Natural language region descriptions
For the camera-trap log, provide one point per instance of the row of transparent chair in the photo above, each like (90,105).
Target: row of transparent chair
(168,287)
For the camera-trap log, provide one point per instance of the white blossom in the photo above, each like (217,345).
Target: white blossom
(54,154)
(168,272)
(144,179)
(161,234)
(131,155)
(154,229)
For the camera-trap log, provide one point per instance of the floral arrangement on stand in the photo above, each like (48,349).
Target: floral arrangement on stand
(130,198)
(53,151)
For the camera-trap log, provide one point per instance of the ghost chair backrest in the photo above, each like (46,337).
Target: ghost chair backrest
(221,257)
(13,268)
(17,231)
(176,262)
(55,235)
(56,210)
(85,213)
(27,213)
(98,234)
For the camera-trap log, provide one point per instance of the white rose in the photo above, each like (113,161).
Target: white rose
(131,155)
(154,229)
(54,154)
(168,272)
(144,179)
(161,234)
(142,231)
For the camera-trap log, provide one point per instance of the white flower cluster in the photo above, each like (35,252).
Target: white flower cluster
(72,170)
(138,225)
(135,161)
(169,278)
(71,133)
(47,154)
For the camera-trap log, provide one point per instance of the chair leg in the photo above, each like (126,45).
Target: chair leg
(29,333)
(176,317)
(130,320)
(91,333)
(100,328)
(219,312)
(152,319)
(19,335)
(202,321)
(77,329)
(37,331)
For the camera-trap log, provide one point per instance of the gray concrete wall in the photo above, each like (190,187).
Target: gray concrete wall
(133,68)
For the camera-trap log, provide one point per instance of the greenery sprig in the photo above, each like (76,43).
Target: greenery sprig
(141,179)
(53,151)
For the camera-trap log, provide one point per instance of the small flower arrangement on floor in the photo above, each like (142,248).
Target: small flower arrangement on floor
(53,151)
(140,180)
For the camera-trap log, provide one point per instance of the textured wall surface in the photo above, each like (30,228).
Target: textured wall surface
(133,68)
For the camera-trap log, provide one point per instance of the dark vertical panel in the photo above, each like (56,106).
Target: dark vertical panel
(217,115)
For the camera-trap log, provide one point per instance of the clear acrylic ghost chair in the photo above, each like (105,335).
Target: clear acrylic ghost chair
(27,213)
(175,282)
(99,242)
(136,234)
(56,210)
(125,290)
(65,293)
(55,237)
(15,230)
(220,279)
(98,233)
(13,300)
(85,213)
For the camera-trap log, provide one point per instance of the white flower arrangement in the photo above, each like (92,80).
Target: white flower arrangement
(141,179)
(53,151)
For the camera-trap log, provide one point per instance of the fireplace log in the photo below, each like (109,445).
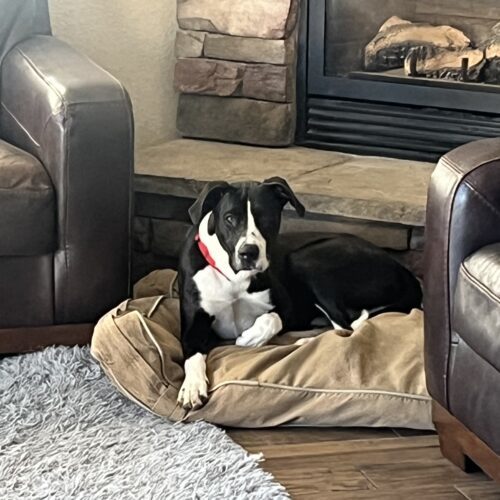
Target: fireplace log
(492,54)
(397,37)
(434,62)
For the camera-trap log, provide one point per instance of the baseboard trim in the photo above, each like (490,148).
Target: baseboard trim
(29,339)
(461,446)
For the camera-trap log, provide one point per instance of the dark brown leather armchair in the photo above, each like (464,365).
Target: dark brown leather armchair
(462,304)
(66,161)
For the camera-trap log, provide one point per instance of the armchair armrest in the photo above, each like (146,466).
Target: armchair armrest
(77,119)
(463,215)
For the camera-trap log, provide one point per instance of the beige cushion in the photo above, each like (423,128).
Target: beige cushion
(375,377)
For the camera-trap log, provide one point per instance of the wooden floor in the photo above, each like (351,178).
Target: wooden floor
(351,464)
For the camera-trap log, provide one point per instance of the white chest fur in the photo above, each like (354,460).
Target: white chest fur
(235,310)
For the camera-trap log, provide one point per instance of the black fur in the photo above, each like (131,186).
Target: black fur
(342,273)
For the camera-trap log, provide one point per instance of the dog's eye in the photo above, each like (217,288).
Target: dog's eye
(230,219)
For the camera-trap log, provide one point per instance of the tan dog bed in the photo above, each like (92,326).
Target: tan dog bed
(374,377)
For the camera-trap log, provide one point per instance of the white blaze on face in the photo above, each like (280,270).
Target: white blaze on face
(253,237)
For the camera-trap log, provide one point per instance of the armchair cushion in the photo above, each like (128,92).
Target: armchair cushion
(27,204)
(476,314)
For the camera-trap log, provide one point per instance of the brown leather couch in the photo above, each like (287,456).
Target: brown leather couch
(462,304)
(66,161)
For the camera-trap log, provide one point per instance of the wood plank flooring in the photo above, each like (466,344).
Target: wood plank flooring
(359,464)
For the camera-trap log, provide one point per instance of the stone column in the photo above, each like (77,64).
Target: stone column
(236,70)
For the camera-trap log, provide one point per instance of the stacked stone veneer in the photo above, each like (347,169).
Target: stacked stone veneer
(235,70)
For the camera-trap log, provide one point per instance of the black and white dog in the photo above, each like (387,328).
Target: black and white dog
(240,280)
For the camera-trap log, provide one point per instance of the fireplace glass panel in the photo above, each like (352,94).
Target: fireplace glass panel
(351,24)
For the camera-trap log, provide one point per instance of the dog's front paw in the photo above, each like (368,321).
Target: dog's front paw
(262,331)
(193,393)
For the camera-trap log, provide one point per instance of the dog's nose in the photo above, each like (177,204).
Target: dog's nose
(248,253)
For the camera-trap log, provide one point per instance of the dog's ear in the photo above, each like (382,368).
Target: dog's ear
(285,193)
(208,199)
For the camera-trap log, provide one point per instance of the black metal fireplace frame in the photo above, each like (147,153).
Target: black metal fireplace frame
(420,119)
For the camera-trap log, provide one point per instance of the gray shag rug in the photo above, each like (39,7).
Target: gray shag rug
(65,432)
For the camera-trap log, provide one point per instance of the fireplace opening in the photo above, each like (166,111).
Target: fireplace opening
(402,78)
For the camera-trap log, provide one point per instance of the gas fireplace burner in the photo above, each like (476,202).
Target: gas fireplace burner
(401,78)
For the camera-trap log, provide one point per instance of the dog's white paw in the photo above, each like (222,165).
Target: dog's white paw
(194,391)
(363,317)
(261,332)
(304,341)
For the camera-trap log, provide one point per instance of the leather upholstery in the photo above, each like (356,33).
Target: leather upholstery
(27,204)
(76,119)
(21,19)
(461,286)
(26,291)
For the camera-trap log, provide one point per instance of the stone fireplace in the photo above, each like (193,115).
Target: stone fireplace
(235,70)
(347,103)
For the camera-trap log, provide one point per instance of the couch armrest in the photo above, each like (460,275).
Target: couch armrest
(77,119)
(463,215)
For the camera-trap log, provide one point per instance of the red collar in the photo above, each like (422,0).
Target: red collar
(206,254)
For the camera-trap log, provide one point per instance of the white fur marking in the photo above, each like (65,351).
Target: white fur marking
(194,390)
(235,310)
(217,252)
(363,317)
(263,330)
(253,237)
(304,341)
(334,325)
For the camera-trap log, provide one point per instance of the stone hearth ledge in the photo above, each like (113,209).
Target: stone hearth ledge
(330,183)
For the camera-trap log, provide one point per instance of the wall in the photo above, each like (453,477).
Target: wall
(134,41)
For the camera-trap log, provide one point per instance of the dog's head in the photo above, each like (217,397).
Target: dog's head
(245,218)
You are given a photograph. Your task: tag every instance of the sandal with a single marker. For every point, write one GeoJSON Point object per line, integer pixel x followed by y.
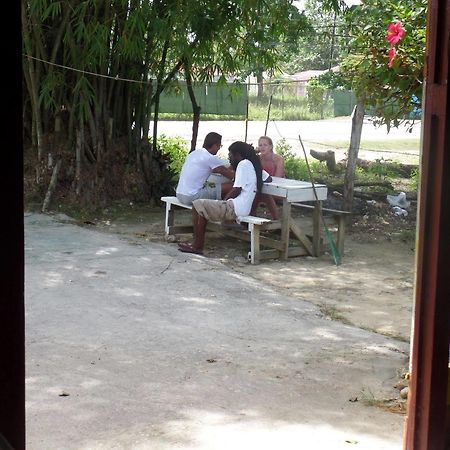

(Instructions for the task) Copy the data above word for word. Pictures stay out.

(Completed task)
For the camera-trap log, provide one point per instance of the row of transparent chair in the photo above, each like (90,105).
Target: row of transparent chair
(168,287)
For the camera-trap log, provide one point per instance of the white blossom in the photo above, each like (217,345).
Target: white blossom
(54,154)
(168,272)
(144,179)
(161,234)
(131,155)
(154,229)
For the camera-trap log, provide one point per instance of the floral arrangement on stand in the photo above, each like (48,349).
Target: floral arrangement on stand
(130,198)
(53,151)
For the camera-trap log, provide one point per instance of the ghost chair backrest in the photo above, each like (46,337).
Target: ghost chair backrest
(221,257)
(13,268)
(17,231)
(176,262)
(55,235)
(56,210)
(85,213)
(27,213)
(98,234)
For the camera-trap log, provide one point per instance of the white rose in the photo above, each like (113,161).
Target: white rose
(131,155)
(154,229)
(54,154)
(168,272)
(144,179)
(161,234)
(142,231)
For the camera-trap log, provide one point per instance of the white flower cluster in the photo above, each like (35,252).
Target: white flower cluster
(72,170)
(138,225)
(135,161)
(169,278)
(71,133)
(47,154)
For the camera-trap log, provide one point per instance of the chair leg in the photo above, each like (126,45).
Target: chair leg
(29,333)
(176,317)
(130,320)
(91,333)
(100,328)
(219,312)
(152,319)
(19,335)
(202,321)
(77,329)
(37,331)
For the camera-trap log, provide one point per instance of the gray concrete wall in the photo above, each like (190,187).
Target: gray concrete wall
(133,68)
For the camera-trap log, provide one point per instance of the greenery sprig in the photo above, each like (76,43).
Target: greenery sprig
(141,179)
(53,151)
For the camera-trap log, provide one point per instance of the small flower arrangement on floor in the photo above, each like (142,248).
Target: small flower arrangement on floor
(53,151)
(140,180)
For the camera-trap log, provide one point per instance of the textured wall surface in the photo above, each like (30,228).
Target: textured wall surface
(133,68)
For the camera-trap log, provide one point per instance of the dark vertical panel in the photo above, each like (56,106).
Target: dark vertical panel
(217,115)
For the camera-trap log, provide one point per instance of the clear acrylic ghost chair in the photo above, each like (105,335).
Target: clear acrylic ghost chair
(27,213)
(175,282)
(99,242)
(136,234)
(56,210)
(125,290)
(65,293)
(55,237)
(15,230)
(220,279)
(98,233)
(13,300)
(85,213)
For the camera-trap log, provide one point per instance of the white flower arrangement in the photo above, each like (92,80).
Target: white flower arrangement
(141,179)
(53,151)
For the camera-trap log, provide one point per instance of the fireplace log in the photo below, each like (109,445).
Target: fireplace log
(492,54)
(397,37)
(434,62)
For the camera-trap log, provide one point per instance of the baseboard trim in the photo above, each like (490,148).
Target: baseboard trim
(29,339)
(461,446)
For the camera-trap log, provide one point per instance of the dark brown leather armchair in the photo above, each like (464,365).
Target: dark brown leather armchair
(462,304)
(66,161)
For the camera-trap log, provide one point per instance of the armchair armrest in the photo above, each like (146,466).
Target: armchair armrest
(77,119)
(463,215)
For the camera-trap log, provide one point per instance of the beige cushion in the photo above, each like (423,128).
Target: beige cushion
(375,377)
For the camera-trap log, provide one point per instance of the wooden floor in the photo above, each like (351,178).
Target: wooden floor
(351,464)
For the camera-trap log, provide one point per instance of the white chest fur in the photo above, each like (354,460).
Target: white chest fur
(235,310)
For the camera-trap log, provide one point per instance of the black fur in the photo above, each like (131,186).
Target: black fur
(342,273)
For the camera-trap log, provide one point per instance of the dog's eye in the photo above, each like (217,288).
Target: dog's eye
(230,219)
For the camera-trap log, provide one point per instance of the tan dog bed in the photo above, each like (92,326).
Target: tan dog bed
(374,377)
For the camera-trap log, provide one point per instance of the white blaze on face in the photo above, each like (280,270).
Target: white blaze on face
(253,237)
For the camera-trap log, provide one point per instance of the armchair cushion in the photo above, each like (128,92).
Target: armchair cushion
(27,204)
(476,314)
For the camera-trap log, provide one point per instance of the brown leather couch in the photo above, each like (287,456).
Target: brown leather couch
(462,304)
(66,161)
For the camera-trap log, provide one point per instance of the wood plank flooring in the photo above, each like (466,344).
Target: wood plank flooring
(359,464)
For the camera-trap log, provide one point per instance of the stone column in the photo above, each like (77,64).
Target: stone column
(236,70)
For the camera-trap log, provide one point per instance of the stacked stone veneer in the photo above, each like (347,169).
Target: stacked stone veneer
(235,70)
For the camera-trap log, provide one point per instance of the black and white dog in the photo above, each like (387,328).
Target: black and white dog
(240,280)
For the camera-trap log, provide one point per instance of the fireplace glass panel in the photo above, each like (352,94).
Target: fireplace glass panel
(351,24)
For the camera-trap log, provide one point per instance of the dog's front paw in the photo above, each like (368,321).
Target: dog's front paw
(262,331)
(193,393)
For the camera-trap log, provide one point per instance of the dog's nose in the photo above, each like (177,204).
Target: dog's nose
(248,253)
For the camera-trap log, provide one point per instance of the dog's ear in the photo above, each like (382,368).
Target: dog's ear
(285,193)
(208,199)
For the camera-trap log, provide one point per instance of the black metal fireplace frame in the photo above, each like (147,153).
Target: black metal fireplace frame
(420,119)
For the camera-trap log, provide one point per instance of the gray shag rug in the photo above, each like (39,7).
Target: gray shag rug
(65,432)
For the camera-trap log, provide one point per instance of the fireplace opening in the photo above, each like (166,111).
Target: fireplace opening
(402,78)
For the camera-trap log, provide one point per instance of the gas fireplace burner in the photo above, each like (476,202).
Target: gas fireplace burner
(401,78)
For the camera-trap log, provide one point per instance of the dog's white paw in the photo above, each like (222,165).
Target: dog's white paw
(194,391)
(363,317)
(261,332)
(304,341)
For the camera-trap log, provide one point per instance of the leather upholstery in the photo above, each like (356,33).
Target: leather upholstery
(27,204)
(76,119)
(21,19)
(461,286)
(26,291)
For the camera-trap log, provide one point per instance of the stone fireplace in the photo above, each like (193,115).
Target: stone fireplace
(235,70)
(347,103)
For the camera-trap log, provide one point per instance of the couch armrest in the photo above, each like (460,275).
Target: couch armrest
(77,119)
(463,215)
For the camera-trap log, provide one point per instance of the red collar in the photo above, each like (422,0).
Target: red collar
(206,254)
For the camera-trap log, provide one point per instance of the white fur marking in the photo above, each like (65,351).
Target: white fur marking
(194,390)
(235,310)
(217,252)
(363,317)
(263,330)
(253,237)
(304,341)
(334,325)
For the camera-trap log, provide one point per instance of the stone hearth ledge in the photo above, each like (113,209).
Target: stone hearth ledge
(330,183)
For the camera-trap log, provide one point per instance of the wall in the photo above, each like (453,477).
Target: wall
(134,41)
For the camera-trap log, provide one point per instance of the dog's head in the photo above, each like (217,397).
Target: dog's head
(245,218)
You are given a photograph. Your task: tag every instance of the sandal with a single marker. For every point, write one GeoJSON Point object per line, integer pixel x followed by y.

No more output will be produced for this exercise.